- [DATA TO PROCESS]
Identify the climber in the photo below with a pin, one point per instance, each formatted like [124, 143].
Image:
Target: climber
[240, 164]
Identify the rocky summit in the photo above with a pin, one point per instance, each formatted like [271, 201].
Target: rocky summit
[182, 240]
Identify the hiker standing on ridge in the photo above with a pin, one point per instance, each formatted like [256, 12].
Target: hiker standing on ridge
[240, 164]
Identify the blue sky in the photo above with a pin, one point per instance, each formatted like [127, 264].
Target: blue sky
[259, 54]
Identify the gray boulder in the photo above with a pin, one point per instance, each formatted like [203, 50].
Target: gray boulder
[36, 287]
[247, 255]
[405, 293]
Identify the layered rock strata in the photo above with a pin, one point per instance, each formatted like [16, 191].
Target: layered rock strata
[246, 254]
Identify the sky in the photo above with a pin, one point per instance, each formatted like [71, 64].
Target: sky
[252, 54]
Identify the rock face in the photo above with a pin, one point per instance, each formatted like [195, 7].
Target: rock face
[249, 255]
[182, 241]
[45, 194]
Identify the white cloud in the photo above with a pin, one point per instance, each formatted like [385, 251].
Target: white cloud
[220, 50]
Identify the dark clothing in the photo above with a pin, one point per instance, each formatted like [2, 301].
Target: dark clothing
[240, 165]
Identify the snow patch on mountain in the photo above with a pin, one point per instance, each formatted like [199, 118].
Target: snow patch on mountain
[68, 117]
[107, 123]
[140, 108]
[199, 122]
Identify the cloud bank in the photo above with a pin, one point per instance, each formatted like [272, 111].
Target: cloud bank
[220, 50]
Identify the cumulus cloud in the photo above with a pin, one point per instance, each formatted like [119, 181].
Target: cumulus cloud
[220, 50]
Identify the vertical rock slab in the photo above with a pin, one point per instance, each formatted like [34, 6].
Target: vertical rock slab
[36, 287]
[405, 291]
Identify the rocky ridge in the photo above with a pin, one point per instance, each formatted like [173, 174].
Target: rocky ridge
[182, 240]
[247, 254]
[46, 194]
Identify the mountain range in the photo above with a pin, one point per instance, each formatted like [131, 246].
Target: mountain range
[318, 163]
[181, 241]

- [BRIEF] Starting from the line with "Identify the layered" and ending with the final line of the data, quote every line exactly, both ends included.

- [WORKED ANSWER]
Identify the layered rock strata in the photo above with a pin, one point per instance, each formatted like [16, 191].
Target: layered rock strata
[246, 254]
Identify the sky in the photo above with a pin, one point per instance, each formatted like [71, 64].
Target: sky
[252, 54]
Identify the rock face in the photo above with a pin, one point per instance, each formatted like [195, 7].
Target: rock face
[249, 255]
[182, 241]
[45, 194]
Identify the white cloud in the photo above with a pin, one point per instance, each formatted like [385, 251].
Target: white cloud
[220, 50]
Identify the dark clothing in the photo above with a pin, one point per instance, each formatted like [2, 301].
Target: dark clothing
[240, 165]
Identify the snow patch on mountain in the photo above with a pin, one point per instance, each formatted like [199, 118].
Target: snow patch on mountain
[68, 117]
[107, 123]
[140, 108]
[199, 122]
Identify the cloud bank in the photo above with a pin, one point per instance, each formatted like [272, 111].
Target: cloud bank
[220, 50]
Identify the cumulus cloud in the photo above with a pin, one point per instance, each formatted like [119, 181].
Target: cumulus cloud
[220, 50]
Identify the vertical rock slab in the photo above with a pin, one point per instance, each formatted like [34, 6].
Target: vertical rock slab
[36, 287]
[405, 291]
Identify the rocky ridge in the photo above with a pin, one point per instance, each formatted like [173, 174].
Target: rocky ridge
[182, 240]
[247, 254]
[46, 194]
Identify the mountain range in the photo above with a pin, one point per instance, each formatted like [131, 246].
Target: mountain range
[318, 163]
[181, 241]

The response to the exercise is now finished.